====== Quoted passage

Photography is a representation of your views on a particular subject. The original way you see people, things and the world around you is portrayed through your photographs. Copyright protection and registration is essential for photographers who wish to sell their work. It is important for amateur photographers to protect their work as well. Your art has your heart in it, and it should be protected.
- Put your copyright notice on or adjacent to each of your images. The official copyright notice has three parts: the first part is the © (the letter “c” in a circle), the word “Copyright,” or its abbreviation, “Copr.” The second part notes the year when the work was first published. The third required part of a copyright notice is the name of the copyright owner. The final form looks like this: © 2010 Carolyn E. Wright. You may use the copyright notice without registering your images with the U.S. Copyright Office. Including a copyright notice is no longer required for copyright protection, but it is a good idea to use it.
- When you use the copyright notice it may stop someone from stealing your photographs, either because it serves as a reminder that the work is protected or because the notice interferes with the use of the work when it is part of the photo. When you post a copyright notice along with your registered images, then the infringer cannot claim that the infringement was innocent (reducing the damages to as low as $200 per work) and the court is more likely to find that the infringement was willful, supporting the maximum in infringement damages.
- Put your copyright management information in, on and/or adjacent to each of your images. Copyright management information (“CMI”) “means any of the following information conveyed in connection with copies of a work or displays of a work, including in digital form (such as in the metadata of your photo file):
- The title and other information identifying the work, including the information set forth on a notice of copyright.

============
====== Data section

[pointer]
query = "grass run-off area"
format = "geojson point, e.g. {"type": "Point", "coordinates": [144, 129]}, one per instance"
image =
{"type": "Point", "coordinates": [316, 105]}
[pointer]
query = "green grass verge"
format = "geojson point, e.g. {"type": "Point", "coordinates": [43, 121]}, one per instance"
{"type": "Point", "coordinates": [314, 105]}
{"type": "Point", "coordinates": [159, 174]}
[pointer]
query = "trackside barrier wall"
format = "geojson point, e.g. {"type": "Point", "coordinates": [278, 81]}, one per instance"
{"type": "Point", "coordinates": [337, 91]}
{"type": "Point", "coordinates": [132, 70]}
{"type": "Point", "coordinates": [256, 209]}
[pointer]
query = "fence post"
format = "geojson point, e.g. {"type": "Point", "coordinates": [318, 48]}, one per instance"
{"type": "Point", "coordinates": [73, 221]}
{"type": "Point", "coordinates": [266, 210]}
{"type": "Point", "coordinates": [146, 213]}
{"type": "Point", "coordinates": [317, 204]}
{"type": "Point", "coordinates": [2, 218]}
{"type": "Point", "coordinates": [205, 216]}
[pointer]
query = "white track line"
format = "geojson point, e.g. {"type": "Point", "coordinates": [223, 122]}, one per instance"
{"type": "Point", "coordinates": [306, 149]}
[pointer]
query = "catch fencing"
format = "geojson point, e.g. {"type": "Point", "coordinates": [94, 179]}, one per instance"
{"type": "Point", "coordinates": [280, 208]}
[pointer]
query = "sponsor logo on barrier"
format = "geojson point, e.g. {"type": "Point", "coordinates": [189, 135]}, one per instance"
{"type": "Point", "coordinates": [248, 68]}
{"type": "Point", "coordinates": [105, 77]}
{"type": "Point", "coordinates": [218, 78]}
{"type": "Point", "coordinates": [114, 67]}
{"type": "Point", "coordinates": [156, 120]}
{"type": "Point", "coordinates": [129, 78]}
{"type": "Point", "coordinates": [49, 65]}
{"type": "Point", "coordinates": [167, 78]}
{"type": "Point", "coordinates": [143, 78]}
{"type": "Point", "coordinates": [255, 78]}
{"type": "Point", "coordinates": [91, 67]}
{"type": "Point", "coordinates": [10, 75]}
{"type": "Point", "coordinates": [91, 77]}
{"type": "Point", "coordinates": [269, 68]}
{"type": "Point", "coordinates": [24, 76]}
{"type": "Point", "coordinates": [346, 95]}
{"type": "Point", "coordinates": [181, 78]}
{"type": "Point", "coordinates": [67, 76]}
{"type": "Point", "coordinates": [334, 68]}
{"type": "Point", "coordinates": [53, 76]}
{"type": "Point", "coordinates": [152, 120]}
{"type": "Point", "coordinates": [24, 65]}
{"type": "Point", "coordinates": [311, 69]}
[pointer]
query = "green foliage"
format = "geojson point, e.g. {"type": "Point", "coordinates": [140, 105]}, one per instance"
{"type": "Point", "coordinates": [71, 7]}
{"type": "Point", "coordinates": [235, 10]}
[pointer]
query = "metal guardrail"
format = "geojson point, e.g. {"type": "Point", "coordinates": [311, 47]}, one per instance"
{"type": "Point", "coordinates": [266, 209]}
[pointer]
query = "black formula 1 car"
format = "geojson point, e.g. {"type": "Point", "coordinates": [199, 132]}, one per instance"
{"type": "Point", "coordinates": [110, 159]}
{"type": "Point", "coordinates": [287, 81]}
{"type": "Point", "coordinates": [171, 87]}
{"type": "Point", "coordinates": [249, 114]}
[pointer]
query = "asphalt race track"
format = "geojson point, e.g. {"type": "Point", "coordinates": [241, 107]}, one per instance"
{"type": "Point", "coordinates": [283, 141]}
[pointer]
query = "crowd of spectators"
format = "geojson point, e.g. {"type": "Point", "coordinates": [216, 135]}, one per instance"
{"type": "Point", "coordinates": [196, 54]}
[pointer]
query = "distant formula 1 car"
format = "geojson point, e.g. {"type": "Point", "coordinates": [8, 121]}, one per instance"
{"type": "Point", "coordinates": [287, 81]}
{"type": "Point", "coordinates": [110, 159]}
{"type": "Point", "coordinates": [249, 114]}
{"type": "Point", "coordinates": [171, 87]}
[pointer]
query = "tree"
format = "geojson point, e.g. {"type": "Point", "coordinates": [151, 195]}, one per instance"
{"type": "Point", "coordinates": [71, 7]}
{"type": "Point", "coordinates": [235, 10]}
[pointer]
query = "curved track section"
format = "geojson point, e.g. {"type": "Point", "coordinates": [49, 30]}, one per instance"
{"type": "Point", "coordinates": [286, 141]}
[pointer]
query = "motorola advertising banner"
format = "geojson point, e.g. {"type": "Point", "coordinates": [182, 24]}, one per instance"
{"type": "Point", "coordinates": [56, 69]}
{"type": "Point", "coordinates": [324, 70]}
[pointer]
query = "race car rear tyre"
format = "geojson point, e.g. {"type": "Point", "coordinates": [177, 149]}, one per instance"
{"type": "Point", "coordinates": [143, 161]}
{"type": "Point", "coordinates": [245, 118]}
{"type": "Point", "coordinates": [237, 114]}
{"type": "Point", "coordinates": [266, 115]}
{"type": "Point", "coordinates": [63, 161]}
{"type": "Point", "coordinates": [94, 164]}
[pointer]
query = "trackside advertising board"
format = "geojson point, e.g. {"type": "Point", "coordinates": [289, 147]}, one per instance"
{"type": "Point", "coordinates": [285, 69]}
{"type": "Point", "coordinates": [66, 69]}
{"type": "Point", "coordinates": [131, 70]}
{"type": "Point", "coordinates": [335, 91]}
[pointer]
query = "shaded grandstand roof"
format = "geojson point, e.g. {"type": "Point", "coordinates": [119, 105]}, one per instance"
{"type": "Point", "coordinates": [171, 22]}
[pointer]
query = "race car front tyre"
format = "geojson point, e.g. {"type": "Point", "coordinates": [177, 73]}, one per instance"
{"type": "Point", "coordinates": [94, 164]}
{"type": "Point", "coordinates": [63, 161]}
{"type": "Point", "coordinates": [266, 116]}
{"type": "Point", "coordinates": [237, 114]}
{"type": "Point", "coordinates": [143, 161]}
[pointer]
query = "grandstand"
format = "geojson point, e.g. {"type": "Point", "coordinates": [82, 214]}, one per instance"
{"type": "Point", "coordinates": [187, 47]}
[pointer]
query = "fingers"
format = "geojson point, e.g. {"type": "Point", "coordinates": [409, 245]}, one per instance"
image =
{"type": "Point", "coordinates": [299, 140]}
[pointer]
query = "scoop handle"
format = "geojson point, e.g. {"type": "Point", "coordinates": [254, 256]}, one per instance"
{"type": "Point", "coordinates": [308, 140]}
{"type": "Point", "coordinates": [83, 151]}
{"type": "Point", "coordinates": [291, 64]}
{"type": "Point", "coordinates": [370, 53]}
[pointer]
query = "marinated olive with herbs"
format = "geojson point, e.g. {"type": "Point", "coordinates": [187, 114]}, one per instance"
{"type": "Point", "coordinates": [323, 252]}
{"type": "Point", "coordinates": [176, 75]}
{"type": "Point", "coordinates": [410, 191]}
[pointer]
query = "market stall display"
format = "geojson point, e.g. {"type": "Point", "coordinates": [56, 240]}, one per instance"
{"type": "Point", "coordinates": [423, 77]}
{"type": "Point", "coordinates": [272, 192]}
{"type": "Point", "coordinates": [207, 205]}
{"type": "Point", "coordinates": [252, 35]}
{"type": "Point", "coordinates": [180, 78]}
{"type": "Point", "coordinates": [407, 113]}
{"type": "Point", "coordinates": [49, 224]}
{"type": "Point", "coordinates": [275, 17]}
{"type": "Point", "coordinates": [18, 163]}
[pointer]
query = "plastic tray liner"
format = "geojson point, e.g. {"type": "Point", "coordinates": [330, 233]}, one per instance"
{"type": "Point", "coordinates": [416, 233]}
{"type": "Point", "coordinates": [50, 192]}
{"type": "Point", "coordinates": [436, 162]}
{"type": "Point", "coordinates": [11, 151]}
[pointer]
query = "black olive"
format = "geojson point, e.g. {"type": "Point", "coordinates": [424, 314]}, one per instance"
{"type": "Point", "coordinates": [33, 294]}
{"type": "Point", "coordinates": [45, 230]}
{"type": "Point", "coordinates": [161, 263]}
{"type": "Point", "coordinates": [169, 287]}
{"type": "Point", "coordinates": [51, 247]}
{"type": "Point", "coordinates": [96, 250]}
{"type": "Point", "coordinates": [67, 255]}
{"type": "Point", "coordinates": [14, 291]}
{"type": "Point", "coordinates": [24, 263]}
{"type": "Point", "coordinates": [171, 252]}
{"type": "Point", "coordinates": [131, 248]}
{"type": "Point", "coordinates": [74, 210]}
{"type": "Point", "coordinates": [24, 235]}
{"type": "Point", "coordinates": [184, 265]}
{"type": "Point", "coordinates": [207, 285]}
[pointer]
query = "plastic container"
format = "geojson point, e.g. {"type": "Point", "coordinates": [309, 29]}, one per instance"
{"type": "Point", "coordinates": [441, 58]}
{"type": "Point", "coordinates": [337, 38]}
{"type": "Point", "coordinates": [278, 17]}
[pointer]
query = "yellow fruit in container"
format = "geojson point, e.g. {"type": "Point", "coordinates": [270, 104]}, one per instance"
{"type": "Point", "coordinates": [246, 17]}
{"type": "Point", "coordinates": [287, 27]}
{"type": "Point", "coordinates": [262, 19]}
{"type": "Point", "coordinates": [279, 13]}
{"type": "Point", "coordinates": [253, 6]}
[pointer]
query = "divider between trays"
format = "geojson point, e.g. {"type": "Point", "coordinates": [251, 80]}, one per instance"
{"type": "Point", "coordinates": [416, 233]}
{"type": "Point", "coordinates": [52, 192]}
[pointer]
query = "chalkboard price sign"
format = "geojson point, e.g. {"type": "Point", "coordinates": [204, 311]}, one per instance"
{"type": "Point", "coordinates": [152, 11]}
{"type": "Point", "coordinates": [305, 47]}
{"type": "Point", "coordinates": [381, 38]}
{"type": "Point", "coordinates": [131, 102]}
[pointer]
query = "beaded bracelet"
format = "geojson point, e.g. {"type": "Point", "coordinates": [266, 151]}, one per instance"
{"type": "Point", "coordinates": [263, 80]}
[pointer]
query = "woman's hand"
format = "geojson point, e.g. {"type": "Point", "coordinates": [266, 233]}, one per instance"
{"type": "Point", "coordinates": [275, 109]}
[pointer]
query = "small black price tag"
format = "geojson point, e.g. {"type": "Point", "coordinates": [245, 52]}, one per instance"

============

## Jobs
a. List the options the passage on copyright for photographers gives for the first part of the official copyright notice.
b. Repeat word for word the stretch of the passage on copyright for photographers from "Photography is a" through "should be protected.".

## Answers given
a.
- © (the letter “c” in a circle)
- the word “Copyright”
- its abbreviation, “Copr.”

b.
Photography is a representation of your views on a particular subject. The original way you see people, things and the world around you is portrayed through your photographs. Copyright protection and registration is essential for photographers who wish to sell their work. It is important for amateur photographers to protect their work as well. Your art has your heart in it, and it should be protected.